HIV tropism refers to the cell type in which the human immunodeficiency virus (HIV) infects and replicates. HIV tropism of a patient's virus is measured by the Trofile assay.

HIV can infect a variety of cells such as CD4+ helper T-cells and macrophages that express the CD4 molecule on their surface. HIV-1 entry to macrophages and T helper cells is mediated not only through interaction of the virion envelope glycoproteins (gp120) with the CD4 molecule on the target cells but also with its chemokine coreceptors.

Macrophage (M-tropic) strains of HIV-1, or non-syncitia-inducing strains (NSI) use the beta-chemokine receptor CCR5 for entry and are thus able to replicate in macrophages and CD4+ T-cells. These strains are now called R5 viruses. The normal ligands for this receptor—RANTES, macrophage inflammatory protein (MIP)-1β and MIP-1α—are able to suppress HIV-1 infection in vitro. This CCR5 coreceptor is used by almost all primary HIV-1 isolates regardless of viral genetic subtype.

T-tropic isolates, or syncitia-inducing (SI) strains replicate in primary CD4+ T-cells as well as in macrophages and use the alpha-chemokine receptor, CXCR4, for entry. These strains are now called X4 viruses. The alpha-chemokine SDF-1, a ligand for CXCR4, suppresses replication of T-tropic HIV-1 isolates. It does this by downregulating the expression of CXCR4 on the surface of these cells.

**PROBLEMS TO WORK ON:**
(A) Answer these questions from the HIV tropism text:
(i) Which assay measures the HIV tropism of a patient's virus?
(ii) Which receptor do R5 viruses use for entry?
(iii) How does SDF-1 suppress replication of T-tropic HIV-1 isolates?
(B) Write out the stretch of the HIV tropism text from "Macrophage (M-tropic) strains" through "of these cells.", swapping "in vitro" for "in cell culture".

(Stored dataset items)

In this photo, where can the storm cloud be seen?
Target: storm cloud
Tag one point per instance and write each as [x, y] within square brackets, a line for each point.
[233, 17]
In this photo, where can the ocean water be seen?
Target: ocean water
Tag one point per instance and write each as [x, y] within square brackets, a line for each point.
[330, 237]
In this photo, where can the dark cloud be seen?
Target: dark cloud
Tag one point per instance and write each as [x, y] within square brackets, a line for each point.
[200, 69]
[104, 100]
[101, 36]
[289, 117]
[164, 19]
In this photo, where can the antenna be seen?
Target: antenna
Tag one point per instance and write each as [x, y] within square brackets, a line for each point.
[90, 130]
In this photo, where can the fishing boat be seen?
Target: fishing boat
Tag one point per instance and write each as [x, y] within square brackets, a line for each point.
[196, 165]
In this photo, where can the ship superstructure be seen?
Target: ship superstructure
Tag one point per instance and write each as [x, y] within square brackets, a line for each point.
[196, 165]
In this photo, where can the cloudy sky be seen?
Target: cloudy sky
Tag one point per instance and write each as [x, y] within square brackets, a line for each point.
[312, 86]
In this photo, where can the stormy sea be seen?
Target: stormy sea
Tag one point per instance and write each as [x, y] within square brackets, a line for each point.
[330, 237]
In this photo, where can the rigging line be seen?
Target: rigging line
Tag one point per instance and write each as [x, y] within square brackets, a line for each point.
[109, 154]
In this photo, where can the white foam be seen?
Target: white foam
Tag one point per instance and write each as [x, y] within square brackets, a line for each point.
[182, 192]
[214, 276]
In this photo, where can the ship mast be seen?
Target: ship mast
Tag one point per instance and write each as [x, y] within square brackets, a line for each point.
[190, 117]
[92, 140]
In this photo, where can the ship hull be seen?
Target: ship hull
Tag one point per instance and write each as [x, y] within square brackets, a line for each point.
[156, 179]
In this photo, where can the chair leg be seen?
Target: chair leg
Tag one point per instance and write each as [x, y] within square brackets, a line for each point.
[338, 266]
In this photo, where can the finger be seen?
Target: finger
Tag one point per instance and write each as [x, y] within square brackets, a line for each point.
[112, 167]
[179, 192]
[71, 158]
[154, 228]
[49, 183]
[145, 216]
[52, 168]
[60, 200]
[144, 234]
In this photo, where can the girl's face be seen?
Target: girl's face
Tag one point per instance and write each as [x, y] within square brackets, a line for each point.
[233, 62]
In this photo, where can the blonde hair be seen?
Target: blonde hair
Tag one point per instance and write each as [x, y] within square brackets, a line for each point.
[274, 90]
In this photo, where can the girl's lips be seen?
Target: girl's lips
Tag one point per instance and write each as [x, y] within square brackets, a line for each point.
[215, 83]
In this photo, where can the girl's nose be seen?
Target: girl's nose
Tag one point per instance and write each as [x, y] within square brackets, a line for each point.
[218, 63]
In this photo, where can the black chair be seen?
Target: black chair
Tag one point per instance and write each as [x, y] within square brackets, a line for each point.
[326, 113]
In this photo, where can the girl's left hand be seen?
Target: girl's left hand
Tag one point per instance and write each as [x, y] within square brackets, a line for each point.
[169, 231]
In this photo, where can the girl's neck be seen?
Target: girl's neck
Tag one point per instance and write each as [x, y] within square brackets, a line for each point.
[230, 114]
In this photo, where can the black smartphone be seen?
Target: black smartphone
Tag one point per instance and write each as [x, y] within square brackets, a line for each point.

**ANSWERS TO THE PROBLEMS:**
(A)
(i) The Trofile assay.
(ii) The beta-chemokine receptor CCR5.
(iii) It downregulates the expression of CXCR4 on the surface of these cells.

(B)
Macrophage (M-tropic) strains of HIV-1, or non-syncitia-inducing strains (NSI) use the beta-chemokine receptor CCR5 for entry and are thus able to replicate in macrophages and CD4+ T-cells. These strains are now called R5 viruses. The normal ligands for this receptor—RANTES, macrophage inflammatory protein (MIP)-1β and MIP-1α—are able to suppress HIV-1 infection in cell culture. This CCR5 coreceptor is used by almost all primary HIV-1 isolates regardless of viral genetic subtype.

T-tropic isolates, or syncitia-inducing (SI) strains replicate in primary CD4+ T-cells as well as in macrophages and use the alpha-chemokine receptor, CXCR4, for entry. These strains are now called X4 viruses. The alpha-chemokine SDF-1, a ligand for CXCR4, suppresses replication of T-tropic HIV-1 isolates. It does this by downregulating the expression of CXCR4 on the surface of these cells.